───── Excerpted text

No, not really. If the market is efficient, the price of a given security isn't dependent on whether or not you've invested in it. Your conscience is clear in that you haven't profited from <whatever> but you haven't affected anything.

Investment can be like voting in the sense that you can vote your shares, or even take legal action, as an investor and perhaps cause change that way. Sadly there's no way right now to do this if you own shares in an index fund.

1 comments

Even an efficient market will still have capital be more expensive for goods people disapprove of and aren't willing to support. An efficient market just means the price is discovered, not that the price solely reflects monetary outcomes.

Plus there's probably no such thing as an efficient market; determining future outcomes of a market is an NP-complete problem and there are finite traders, so unless P equals NP you are definitely on the moral hook for the impact of your investment decisions. https://arxiv.org/pdf/1002.2284.pdf

Brianwawok in the comment above mine illustrated the problem with this line of thought.

──────────
───── Information given

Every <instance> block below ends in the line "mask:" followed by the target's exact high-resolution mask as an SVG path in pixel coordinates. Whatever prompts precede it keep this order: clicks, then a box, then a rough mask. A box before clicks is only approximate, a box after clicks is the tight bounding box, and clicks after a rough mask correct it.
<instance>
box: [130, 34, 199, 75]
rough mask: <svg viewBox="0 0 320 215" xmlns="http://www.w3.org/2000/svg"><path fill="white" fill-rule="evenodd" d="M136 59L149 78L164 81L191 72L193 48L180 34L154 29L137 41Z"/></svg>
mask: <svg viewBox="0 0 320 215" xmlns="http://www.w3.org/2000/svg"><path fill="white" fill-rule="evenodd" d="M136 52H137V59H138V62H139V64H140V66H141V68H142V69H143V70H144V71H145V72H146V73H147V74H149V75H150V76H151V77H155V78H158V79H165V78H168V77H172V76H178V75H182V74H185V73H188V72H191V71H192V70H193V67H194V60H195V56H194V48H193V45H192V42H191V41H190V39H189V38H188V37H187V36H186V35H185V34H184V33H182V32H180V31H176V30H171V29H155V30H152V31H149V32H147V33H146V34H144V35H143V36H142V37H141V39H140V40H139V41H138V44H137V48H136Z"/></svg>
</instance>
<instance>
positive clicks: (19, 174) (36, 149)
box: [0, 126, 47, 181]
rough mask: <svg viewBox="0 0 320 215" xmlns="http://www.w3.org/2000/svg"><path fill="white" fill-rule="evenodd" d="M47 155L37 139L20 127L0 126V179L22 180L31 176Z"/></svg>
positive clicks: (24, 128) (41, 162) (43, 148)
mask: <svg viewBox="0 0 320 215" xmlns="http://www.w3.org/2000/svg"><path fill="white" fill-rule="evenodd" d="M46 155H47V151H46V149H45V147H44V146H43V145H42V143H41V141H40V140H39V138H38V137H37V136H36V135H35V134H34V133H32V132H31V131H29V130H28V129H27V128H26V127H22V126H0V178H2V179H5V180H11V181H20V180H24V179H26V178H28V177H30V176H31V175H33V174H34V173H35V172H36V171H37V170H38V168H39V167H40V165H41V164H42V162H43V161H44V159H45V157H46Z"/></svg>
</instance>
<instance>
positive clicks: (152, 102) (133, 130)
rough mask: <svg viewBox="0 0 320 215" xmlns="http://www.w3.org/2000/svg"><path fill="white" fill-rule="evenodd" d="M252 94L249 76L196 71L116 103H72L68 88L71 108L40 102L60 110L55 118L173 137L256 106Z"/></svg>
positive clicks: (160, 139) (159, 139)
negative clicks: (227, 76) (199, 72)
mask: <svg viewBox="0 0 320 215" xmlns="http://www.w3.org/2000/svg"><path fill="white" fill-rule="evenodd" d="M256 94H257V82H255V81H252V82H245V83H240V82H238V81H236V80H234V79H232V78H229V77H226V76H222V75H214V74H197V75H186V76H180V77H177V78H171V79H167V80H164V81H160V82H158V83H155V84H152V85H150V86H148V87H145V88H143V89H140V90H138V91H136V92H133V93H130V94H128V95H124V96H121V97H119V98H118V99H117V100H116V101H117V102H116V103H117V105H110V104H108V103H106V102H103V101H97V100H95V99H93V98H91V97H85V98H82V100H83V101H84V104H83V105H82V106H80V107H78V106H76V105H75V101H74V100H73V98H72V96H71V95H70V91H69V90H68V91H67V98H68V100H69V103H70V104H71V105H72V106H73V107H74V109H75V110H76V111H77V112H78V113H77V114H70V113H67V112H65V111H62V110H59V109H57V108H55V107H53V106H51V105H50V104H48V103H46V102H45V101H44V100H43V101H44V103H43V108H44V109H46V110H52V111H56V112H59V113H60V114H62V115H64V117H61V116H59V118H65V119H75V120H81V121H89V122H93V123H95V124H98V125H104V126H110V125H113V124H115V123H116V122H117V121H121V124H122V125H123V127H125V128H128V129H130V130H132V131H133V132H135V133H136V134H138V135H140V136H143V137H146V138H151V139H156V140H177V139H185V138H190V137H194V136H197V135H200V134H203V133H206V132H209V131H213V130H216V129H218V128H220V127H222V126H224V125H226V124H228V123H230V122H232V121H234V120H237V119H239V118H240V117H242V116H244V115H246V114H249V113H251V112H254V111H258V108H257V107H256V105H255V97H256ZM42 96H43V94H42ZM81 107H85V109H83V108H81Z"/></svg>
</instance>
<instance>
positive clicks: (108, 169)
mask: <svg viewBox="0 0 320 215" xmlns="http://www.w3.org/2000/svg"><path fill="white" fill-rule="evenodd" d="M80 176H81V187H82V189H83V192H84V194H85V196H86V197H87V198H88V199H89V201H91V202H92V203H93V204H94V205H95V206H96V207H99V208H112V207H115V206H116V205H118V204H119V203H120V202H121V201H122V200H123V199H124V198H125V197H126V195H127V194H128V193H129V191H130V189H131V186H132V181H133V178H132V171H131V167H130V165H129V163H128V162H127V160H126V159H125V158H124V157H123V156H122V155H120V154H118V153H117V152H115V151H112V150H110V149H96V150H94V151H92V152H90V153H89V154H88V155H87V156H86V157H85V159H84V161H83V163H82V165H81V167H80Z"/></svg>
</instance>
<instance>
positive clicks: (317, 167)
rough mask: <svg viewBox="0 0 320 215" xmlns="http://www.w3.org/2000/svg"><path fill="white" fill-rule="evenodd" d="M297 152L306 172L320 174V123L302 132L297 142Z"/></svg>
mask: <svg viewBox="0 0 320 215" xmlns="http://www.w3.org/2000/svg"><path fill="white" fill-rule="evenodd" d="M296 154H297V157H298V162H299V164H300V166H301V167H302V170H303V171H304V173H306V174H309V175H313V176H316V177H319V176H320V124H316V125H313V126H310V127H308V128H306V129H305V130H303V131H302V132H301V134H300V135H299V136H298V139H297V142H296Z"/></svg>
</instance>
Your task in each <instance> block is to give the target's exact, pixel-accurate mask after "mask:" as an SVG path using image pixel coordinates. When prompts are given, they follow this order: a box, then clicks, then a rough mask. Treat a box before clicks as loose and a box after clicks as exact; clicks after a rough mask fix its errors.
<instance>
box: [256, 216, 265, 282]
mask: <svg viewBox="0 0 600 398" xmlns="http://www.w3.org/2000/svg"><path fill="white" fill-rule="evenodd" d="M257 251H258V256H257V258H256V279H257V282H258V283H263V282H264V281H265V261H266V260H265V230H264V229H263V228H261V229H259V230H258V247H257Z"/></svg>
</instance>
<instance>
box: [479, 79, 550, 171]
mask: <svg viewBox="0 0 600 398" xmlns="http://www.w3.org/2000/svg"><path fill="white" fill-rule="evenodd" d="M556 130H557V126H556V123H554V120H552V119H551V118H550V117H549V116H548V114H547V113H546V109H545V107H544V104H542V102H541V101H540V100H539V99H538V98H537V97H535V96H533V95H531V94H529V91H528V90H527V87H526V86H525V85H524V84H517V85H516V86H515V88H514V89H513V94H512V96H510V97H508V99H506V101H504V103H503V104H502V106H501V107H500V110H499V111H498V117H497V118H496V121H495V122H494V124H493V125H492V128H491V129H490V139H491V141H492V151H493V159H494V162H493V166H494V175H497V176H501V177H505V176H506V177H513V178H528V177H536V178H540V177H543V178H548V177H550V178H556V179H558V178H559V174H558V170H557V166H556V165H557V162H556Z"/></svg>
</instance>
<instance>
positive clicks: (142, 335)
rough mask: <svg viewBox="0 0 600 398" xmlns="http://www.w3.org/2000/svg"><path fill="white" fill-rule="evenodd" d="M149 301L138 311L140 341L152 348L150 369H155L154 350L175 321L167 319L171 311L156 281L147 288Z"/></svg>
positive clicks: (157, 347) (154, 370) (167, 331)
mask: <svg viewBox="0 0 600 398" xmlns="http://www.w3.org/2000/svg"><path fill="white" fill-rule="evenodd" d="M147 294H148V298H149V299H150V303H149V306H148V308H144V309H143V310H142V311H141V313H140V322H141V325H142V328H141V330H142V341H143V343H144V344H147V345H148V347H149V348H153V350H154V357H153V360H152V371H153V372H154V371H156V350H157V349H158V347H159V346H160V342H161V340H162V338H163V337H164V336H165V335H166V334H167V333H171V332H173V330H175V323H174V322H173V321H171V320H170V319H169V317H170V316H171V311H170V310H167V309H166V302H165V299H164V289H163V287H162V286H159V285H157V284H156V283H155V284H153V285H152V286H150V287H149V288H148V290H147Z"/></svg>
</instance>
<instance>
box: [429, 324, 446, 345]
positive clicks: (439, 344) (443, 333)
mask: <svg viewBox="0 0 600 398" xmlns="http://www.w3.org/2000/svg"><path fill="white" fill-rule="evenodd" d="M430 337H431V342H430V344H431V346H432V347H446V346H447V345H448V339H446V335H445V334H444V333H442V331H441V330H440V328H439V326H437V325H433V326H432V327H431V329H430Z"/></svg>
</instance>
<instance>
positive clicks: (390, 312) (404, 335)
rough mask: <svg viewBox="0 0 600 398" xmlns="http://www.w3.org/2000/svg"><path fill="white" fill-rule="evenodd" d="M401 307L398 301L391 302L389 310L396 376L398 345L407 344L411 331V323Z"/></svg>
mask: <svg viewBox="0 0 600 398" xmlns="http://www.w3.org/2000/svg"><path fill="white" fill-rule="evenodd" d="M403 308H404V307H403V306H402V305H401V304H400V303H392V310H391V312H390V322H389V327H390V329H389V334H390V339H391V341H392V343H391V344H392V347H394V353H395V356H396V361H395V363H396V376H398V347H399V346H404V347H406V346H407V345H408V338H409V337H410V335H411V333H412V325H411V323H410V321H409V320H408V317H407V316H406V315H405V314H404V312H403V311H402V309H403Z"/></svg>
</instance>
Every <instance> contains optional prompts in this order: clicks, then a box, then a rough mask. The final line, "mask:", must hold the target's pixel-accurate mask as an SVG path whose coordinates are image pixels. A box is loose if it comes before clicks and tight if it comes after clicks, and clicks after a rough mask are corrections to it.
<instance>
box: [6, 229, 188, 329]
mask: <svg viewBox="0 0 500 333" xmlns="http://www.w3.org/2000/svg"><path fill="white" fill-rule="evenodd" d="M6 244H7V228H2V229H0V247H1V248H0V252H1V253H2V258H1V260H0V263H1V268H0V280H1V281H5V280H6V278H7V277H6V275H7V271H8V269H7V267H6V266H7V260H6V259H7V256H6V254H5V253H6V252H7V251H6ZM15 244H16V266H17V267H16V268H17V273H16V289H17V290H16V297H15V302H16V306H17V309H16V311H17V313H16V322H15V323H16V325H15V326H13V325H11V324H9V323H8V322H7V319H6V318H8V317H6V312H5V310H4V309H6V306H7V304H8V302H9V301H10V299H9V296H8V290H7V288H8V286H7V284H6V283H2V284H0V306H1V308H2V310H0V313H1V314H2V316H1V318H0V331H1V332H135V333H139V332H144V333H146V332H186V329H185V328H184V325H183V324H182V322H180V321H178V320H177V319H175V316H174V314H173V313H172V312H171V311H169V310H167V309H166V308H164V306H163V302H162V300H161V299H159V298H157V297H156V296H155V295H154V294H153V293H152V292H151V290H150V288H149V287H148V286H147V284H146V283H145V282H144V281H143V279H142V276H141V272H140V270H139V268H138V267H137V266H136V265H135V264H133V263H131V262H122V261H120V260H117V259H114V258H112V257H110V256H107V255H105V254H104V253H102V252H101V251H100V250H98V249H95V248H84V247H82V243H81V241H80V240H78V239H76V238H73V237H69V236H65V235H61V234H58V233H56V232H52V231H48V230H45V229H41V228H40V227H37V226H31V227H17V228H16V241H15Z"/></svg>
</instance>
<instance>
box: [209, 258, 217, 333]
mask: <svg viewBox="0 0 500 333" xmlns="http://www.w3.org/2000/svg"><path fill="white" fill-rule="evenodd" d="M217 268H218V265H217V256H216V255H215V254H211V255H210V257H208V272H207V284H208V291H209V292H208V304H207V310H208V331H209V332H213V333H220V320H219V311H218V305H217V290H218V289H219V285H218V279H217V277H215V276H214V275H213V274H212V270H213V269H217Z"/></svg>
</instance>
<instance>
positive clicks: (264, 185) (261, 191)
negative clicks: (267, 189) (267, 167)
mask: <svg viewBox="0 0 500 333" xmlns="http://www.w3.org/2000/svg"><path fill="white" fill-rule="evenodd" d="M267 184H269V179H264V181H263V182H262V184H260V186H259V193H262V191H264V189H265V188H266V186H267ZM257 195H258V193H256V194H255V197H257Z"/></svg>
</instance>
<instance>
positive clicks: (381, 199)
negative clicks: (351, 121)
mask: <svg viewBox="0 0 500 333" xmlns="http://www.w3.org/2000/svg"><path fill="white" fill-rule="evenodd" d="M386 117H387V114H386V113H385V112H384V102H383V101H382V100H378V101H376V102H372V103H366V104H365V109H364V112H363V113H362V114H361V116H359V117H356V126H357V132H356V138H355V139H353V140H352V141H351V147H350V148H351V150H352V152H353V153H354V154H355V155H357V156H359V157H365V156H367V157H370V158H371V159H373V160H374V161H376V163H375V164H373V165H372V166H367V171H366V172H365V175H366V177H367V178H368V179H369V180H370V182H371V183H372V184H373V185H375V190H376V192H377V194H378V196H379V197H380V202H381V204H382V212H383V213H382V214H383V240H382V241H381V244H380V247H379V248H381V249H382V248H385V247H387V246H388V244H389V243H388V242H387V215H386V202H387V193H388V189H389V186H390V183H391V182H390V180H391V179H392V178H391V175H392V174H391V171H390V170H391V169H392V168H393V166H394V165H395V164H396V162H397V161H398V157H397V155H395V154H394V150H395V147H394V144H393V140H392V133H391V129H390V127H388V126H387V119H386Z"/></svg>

──────────

Apply what you read →
1 - In the discussion of ethical investing above the items, rewrite the passage starting at "No, not really." and ending at "an index fund.", replacing "shares" with "holdings" wherever it occurs.
2 - According to the discussion of ethical investing, what kind of problem is determining future outcomes of a market?

Answers →
1 -
No, not really. If the market is efficient, the price of a given security isn't dependent on whether or not you've invested in it. Your conscience is clear in that you haven't profited from <whatever> but you haven't affected anything.

Investment can be like voting in the sense that you can vote your holdings, or even take legal action, as an investor and perhaps cause change that way. Sadly there's no way right now to do this if you own holdings in an index fund.

2 - An NP-complete problem.